===== EXERCISE DATA =====

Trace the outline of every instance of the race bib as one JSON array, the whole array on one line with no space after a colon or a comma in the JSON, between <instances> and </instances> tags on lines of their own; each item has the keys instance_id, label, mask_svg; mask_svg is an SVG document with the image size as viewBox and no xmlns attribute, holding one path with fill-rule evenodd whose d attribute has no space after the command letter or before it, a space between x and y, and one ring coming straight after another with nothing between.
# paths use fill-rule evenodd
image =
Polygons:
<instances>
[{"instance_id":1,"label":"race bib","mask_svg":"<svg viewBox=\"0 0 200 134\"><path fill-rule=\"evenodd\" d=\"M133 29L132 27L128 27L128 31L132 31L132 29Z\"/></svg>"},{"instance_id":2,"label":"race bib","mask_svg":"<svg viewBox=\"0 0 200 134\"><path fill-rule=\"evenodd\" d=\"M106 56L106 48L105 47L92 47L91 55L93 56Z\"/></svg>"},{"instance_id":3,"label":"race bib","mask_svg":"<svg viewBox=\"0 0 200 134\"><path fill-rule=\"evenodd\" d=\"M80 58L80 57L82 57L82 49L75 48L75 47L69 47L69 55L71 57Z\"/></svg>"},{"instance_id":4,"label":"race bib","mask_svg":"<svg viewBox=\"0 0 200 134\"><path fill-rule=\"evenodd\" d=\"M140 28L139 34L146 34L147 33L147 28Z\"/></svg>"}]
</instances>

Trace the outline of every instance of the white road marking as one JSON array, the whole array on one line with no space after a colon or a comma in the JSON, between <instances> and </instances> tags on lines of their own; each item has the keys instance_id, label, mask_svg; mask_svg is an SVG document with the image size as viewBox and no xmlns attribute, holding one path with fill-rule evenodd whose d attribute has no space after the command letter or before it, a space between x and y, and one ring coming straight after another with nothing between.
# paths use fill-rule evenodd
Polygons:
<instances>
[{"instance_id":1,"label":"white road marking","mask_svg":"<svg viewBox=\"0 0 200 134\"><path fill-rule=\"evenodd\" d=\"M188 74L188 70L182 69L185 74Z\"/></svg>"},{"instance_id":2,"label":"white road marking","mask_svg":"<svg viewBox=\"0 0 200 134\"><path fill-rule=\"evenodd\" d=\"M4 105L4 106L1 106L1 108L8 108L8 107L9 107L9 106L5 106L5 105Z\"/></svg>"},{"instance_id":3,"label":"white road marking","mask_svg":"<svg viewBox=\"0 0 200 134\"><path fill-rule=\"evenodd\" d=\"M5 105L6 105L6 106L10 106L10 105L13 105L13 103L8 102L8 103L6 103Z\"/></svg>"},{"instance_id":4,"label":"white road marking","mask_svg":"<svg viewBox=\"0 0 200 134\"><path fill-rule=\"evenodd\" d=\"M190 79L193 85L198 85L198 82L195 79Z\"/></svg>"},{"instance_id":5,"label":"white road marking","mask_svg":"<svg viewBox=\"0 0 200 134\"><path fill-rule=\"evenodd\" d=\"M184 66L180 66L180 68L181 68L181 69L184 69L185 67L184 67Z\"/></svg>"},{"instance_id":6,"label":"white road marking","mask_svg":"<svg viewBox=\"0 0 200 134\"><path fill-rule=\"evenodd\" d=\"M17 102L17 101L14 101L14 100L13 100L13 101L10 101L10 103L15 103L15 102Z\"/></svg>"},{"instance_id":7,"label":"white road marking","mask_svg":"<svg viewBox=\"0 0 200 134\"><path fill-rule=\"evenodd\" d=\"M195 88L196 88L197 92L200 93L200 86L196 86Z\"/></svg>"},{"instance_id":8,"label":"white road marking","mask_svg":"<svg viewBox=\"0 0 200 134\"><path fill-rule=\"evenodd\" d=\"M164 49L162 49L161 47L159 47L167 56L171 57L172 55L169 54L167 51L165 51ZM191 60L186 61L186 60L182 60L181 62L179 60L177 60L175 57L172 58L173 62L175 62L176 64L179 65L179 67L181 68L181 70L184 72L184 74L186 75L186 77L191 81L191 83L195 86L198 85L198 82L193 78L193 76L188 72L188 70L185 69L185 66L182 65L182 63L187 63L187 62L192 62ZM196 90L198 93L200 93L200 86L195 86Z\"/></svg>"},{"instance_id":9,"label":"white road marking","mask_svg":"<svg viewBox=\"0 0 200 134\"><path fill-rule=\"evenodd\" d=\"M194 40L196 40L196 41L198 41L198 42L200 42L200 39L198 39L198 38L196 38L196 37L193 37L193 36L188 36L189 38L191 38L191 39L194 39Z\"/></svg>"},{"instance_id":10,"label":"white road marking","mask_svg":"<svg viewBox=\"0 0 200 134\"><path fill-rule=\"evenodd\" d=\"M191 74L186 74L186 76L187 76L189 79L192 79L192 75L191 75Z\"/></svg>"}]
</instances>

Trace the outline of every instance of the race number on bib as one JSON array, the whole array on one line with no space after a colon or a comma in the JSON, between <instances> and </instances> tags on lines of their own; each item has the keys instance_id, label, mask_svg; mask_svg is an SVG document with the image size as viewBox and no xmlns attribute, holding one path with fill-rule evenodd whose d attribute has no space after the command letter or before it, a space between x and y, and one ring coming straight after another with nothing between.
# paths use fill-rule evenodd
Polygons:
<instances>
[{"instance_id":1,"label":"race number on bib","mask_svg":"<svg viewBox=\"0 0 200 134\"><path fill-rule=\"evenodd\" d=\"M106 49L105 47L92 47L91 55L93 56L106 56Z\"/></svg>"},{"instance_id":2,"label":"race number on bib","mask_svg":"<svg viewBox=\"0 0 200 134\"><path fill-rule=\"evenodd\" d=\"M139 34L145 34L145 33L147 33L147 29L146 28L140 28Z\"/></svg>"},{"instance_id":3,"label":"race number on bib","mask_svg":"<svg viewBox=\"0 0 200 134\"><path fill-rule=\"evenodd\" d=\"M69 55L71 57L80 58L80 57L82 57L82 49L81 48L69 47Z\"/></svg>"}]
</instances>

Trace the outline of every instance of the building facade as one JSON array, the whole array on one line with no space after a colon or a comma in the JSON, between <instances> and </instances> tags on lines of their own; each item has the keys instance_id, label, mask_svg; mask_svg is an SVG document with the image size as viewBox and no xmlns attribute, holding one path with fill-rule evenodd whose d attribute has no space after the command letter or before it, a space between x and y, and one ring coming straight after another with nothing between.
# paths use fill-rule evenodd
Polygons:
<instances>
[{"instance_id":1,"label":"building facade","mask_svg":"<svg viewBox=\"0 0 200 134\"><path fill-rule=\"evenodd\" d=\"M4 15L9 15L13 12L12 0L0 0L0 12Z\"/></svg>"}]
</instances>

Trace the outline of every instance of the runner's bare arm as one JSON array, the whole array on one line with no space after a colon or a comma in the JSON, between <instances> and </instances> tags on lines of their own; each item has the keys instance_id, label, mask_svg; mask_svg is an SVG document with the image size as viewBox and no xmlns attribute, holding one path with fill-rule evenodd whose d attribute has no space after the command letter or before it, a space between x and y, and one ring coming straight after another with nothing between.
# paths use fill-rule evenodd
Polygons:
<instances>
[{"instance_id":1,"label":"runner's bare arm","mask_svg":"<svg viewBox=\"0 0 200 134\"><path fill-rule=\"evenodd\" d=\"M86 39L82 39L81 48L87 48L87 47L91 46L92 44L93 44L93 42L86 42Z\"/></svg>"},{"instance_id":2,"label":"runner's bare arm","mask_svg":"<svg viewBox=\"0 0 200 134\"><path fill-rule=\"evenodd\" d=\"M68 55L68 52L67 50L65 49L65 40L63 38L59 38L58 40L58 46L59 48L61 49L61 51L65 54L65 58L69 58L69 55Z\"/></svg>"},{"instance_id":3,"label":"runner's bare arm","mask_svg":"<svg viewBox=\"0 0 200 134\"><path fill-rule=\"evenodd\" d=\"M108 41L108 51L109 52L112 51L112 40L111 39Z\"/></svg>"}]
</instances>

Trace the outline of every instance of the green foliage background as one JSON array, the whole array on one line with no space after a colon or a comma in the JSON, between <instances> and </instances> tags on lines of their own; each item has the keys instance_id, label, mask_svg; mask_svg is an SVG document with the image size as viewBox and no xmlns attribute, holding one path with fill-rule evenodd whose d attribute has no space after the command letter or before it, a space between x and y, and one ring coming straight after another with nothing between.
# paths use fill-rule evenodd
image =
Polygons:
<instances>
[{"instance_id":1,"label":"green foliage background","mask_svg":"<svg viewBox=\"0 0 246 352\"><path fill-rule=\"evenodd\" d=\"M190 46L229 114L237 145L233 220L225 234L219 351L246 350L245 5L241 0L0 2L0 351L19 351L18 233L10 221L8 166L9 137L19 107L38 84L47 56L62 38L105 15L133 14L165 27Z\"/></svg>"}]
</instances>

=====

**EXERCISE OBJECTIVE**
Every line from the one containing "Trace the outline of every instance of the green" through the end of the entries above must be echoed exactly, with both ends kept.

**WRITTEN REPLY**
Trace the outline of every instance of the green foliage background as one JSON array, the whole array on one line with no space after a colon or a comma in the JSON, between <instances> and </instances> tags on lines of their own; each item has the keys instance_id, label, mask_svg; mask_svg is an SVG document with the image size as viewBox and no xmlns attribute, holding one path with fill-rule evenodd whose d attribute has no space after the command letter or before it, a space between x and y, and one ring coming straight after another with nothing between.
# paths use fill-rule evenodd
image =
Polygons:
<instances>
[{"instance_id":1,"label":"green foliage background","mask_svg":"<svg viewBox=\"0 0 246 352\"><path fill-rule=\"evenodd\" d=\"M190 46L229 114L237 145L233 220L225 234L219 351L246 350L245 5L241 0L0 2L0 351L19 351L18 233L10 221L8 166L9 137L19 107L38 84L47 56L62 38L105 15L133 14L165 27Z\"/></svg>"}]
</instances>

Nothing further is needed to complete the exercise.